DO THIS: Extract each line of the material below that contains the word "pipe".

[Bounding-box records]

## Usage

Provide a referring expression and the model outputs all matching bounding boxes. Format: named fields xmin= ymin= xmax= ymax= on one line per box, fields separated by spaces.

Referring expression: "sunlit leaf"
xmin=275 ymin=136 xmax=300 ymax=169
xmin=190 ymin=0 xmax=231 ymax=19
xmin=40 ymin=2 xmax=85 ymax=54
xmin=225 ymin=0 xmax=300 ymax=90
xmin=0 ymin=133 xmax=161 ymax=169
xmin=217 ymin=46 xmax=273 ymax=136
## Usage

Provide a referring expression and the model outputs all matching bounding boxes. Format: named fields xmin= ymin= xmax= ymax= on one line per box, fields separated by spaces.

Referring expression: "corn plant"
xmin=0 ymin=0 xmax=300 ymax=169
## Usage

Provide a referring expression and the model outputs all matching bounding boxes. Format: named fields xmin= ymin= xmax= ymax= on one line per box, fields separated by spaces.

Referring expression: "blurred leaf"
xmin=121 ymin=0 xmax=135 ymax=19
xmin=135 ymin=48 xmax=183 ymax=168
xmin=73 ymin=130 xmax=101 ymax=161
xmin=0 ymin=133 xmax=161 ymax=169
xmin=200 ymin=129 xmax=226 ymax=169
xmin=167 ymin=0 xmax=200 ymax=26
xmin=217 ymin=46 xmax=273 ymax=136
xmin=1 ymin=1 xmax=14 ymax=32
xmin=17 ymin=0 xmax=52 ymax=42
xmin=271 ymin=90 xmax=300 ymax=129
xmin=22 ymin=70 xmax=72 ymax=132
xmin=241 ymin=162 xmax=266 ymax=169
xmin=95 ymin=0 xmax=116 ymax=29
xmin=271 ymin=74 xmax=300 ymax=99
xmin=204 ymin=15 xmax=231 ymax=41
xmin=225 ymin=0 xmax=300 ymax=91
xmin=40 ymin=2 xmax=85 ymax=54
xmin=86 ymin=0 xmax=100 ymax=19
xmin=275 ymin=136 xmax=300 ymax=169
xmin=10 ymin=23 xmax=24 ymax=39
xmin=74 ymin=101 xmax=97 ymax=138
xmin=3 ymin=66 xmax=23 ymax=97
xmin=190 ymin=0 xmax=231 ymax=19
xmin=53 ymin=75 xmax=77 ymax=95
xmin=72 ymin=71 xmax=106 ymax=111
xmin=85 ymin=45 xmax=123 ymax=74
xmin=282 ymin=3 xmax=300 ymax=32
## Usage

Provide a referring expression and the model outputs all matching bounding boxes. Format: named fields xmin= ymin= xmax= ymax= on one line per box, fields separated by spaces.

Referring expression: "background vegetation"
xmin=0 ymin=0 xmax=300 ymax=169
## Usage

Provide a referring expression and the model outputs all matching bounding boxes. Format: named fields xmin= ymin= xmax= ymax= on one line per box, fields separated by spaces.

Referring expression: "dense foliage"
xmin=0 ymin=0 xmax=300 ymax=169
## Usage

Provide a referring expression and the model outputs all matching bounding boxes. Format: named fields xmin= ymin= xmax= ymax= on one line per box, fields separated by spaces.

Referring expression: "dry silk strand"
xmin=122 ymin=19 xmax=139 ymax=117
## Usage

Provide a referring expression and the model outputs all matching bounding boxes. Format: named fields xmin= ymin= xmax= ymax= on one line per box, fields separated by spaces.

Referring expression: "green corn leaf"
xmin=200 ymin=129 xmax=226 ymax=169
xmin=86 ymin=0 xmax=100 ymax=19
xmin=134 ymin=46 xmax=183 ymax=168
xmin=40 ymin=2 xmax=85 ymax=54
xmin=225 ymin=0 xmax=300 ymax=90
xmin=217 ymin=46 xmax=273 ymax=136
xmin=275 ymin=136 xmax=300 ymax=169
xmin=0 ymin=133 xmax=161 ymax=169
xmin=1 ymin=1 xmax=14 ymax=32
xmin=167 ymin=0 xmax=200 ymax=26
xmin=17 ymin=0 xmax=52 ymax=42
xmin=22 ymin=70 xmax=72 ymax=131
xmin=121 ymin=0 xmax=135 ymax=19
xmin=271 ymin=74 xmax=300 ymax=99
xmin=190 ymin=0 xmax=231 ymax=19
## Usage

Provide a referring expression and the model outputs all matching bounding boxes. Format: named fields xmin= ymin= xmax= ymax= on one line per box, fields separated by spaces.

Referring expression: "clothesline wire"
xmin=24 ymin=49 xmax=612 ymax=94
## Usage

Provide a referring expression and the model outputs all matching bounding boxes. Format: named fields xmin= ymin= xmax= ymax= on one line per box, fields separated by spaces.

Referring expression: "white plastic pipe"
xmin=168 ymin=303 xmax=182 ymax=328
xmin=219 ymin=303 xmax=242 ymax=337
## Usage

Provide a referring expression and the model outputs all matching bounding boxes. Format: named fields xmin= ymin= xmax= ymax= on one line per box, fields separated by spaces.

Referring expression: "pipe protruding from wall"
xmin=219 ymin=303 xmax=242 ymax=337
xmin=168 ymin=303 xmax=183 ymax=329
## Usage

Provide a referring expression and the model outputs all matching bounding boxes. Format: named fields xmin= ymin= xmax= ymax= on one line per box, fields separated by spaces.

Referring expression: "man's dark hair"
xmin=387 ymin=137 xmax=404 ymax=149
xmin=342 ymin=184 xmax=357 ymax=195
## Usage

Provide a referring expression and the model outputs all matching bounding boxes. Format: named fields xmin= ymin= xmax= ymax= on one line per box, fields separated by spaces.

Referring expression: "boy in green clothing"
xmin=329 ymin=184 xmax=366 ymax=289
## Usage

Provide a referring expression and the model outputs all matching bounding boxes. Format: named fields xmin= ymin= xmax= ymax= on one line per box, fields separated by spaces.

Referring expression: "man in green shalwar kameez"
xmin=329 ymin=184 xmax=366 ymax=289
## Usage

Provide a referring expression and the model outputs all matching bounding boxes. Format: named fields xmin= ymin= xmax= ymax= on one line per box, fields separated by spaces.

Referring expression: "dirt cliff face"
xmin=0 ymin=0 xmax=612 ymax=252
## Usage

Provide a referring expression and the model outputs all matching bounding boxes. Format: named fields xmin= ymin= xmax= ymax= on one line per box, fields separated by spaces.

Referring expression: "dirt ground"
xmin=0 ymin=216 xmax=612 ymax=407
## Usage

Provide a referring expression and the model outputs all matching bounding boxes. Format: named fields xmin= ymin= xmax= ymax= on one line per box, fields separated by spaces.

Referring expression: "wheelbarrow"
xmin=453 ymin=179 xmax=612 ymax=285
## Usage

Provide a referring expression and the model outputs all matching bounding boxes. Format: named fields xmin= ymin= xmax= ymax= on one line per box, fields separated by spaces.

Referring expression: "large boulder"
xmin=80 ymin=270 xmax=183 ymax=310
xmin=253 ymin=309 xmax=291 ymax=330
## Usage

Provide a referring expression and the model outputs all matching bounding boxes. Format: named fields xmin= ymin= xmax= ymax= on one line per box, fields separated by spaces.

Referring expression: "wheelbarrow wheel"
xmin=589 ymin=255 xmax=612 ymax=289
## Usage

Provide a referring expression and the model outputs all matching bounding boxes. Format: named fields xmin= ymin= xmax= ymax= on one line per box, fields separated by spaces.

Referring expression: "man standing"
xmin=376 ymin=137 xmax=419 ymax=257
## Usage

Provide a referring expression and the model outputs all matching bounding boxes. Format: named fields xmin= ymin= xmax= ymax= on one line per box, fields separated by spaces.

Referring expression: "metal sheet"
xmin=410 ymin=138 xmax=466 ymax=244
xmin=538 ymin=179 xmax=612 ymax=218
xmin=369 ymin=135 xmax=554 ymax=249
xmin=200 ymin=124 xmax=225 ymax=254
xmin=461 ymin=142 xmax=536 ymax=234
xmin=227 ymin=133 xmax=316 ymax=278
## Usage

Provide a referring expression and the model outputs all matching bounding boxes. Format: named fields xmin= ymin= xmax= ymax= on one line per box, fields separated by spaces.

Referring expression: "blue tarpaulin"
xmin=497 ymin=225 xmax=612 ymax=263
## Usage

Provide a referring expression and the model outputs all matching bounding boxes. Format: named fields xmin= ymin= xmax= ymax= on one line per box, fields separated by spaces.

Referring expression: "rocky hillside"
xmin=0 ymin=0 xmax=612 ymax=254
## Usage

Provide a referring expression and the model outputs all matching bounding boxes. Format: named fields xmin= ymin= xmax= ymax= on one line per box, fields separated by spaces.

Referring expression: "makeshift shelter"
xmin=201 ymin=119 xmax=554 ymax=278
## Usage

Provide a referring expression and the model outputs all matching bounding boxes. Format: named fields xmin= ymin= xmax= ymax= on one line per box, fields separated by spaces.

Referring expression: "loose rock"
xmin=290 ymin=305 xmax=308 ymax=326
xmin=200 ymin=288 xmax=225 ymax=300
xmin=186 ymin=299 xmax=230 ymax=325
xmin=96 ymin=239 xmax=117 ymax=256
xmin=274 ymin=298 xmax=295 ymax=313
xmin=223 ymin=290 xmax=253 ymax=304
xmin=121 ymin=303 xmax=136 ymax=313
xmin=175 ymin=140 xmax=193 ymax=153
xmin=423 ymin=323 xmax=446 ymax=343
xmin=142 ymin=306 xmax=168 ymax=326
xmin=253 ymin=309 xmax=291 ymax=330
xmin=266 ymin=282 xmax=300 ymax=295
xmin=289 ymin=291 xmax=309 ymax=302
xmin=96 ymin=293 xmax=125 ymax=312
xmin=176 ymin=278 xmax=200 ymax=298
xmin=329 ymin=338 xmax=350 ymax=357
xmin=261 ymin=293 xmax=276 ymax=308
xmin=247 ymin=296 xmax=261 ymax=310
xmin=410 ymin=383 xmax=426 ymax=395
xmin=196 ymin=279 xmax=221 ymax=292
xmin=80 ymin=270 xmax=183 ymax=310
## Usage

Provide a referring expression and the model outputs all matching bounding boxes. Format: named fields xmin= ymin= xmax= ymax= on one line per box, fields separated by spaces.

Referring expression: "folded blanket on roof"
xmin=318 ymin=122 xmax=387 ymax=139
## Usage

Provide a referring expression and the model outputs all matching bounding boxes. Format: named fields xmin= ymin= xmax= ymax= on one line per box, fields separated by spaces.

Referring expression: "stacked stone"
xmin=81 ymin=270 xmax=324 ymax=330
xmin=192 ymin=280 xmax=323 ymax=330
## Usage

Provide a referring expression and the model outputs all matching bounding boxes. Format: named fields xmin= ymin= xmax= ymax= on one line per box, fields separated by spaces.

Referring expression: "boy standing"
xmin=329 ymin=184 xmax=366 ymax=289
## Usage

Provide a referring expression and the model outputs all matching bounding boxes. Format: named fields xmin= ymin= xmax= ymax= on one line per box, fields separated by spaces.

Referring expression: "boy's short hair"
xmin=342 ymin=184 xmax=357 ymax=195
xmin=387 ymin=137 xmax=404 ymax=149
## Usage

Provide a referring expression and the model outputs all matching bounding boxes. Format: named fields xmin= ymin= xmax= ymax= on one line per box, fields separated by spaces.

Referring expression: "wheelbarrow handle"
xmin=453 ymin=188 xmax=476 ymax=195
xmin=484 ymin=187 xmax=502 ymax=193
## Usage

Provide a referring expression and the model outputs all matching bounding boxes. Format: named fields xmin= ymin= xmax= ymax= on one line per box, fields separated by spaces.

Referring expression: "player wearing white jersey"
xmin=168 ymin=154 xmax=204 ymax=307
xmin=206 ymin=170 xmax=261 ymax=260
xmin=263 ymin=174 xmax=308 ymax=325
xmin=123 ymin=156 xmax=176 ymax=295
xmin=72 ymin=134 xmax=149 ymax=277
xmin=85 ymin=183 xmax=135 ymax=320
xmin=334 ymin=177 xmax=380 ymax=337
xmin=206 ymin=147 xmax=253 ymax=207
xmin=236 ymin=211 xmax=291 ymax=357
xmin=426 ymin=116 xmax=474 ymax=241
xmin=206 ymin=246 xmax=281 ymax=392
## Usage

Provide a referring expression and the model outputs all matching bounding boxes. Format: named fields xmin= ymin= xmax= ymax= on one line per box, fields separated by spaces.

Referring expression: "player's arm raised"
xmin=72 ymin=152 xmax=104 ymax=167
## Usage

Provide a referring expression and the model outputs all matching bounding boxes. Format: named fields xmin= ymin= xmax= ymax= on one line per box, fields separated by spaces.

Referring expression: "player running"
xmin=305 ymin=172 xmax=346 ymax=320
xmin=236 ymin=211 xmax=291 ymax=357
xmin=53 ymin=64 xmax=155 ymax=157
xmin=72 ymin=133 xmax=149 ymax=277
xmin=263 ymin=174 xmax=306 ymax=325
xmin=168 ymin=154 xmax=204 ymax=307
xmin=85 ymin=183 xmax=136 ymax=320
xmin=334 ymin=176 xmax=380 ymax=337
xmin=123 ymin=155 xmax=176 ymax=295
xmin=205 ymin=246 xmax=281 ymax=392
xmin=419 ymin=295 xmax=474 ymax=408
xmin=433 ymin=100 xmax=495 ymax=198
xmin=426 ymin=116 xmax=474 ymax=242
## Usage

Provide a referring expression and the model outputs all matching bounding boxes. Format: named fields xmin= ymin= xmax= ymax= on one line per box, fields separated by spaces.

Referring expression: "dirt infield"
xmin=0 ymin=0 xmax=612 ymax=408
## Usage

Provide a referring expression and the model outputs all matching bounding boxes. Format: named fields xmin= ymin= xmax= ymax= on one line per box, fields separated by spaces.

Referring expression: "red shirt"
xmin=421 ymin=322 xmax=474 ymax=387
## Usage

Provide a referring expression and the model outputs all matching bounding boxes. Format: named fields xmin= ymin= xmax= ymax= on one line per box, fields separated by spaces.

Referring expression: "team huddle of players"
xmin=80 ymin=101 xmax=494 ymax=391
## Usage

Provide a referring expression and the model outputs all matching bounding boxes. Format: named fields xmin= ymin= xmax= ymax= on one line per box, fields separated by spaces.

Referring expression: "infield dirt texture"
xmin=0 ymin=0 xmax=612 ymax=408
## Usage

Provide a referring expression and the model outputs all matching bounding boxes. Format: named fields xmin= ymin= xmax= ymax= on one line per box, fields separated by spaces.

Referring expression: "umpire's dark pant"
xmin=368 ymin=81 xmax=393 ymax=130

RESPONSE:
Referring expression: "white plastic pipe"
Referring expression: "pipe protruding from wall"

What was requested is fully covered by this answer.